» REQUEST:
Rescale the items starting at the line that contains "Return one point per instance of the small" and ending at the last line of the items, writing out every line again, requests included. Multiply each point coordinate in the answers by 1.8 and round to whole numbers, with halves rounded up.

» ROWS:

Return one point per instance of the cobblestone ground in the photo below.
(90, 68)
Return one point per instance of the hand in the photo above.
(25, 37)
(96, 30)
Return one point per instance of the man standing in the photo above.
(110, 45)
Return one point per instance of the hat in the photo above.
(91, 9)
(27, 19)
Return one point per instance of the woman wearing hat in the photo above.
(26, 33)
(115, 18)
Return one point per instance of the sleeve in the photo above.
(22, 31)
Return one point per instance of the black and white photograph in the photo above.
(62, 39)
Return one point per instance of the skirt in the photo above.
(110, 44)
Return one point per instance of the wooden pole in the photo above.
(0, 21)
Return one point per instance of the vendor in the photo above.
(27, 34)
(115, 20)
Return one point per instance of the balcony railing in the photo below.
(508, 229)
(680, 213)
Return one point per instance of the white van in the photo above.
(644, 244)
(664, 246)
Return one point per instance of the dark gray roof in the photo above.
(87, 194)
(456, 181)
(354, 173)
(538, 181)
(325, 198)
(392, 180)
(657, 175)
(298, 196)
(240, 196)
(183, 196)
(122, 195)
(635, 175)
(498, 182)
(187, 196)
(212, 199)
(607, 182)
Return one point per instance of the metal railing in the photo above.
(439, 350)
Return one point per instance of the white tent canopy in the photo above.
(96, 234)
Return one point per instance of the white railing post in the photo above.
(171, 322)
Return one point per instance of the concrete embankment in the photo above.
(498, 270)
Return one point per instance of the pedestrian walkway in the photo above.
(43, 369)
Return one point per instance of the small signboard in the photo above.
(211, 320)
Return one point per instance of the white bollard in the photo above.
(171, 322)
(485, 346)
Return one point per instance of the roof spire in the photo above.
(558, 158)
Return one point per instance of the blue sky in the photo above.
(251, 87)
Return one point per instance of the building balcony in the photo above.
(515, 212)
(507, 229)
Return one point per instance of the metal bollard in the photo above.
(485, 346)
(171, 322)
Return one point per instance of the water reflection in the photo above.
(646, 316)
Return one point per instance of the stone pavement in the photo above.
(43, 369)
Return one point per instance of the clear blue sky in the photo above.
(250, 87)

» WORKED ANSWER:
Return one point per instance of the small signboard in the photo above.
(380, 576)
Return one point per instance of the white bollard in the photo above.
(308, 580)
(873, 623)
Return one point per instance of the roof spire in the photo above.
(1004, 284)
Return one point per instance of the blue sky in the photo above.
(452, 157)
Return one point per instance of the building balcony in the photo above.
(927, 382)
(913, 412)
Return one point per instance of the metal bollard in the photo above.
(873, 623)
(308, 580)
Return one point per instance of the water reflection in the photo above.
(1163, 569)
Return one point per instance of the stone pavement in the photo above.
(77, 664)
Return one point per instance of the clear blue sky in the photo above.
(450, 157)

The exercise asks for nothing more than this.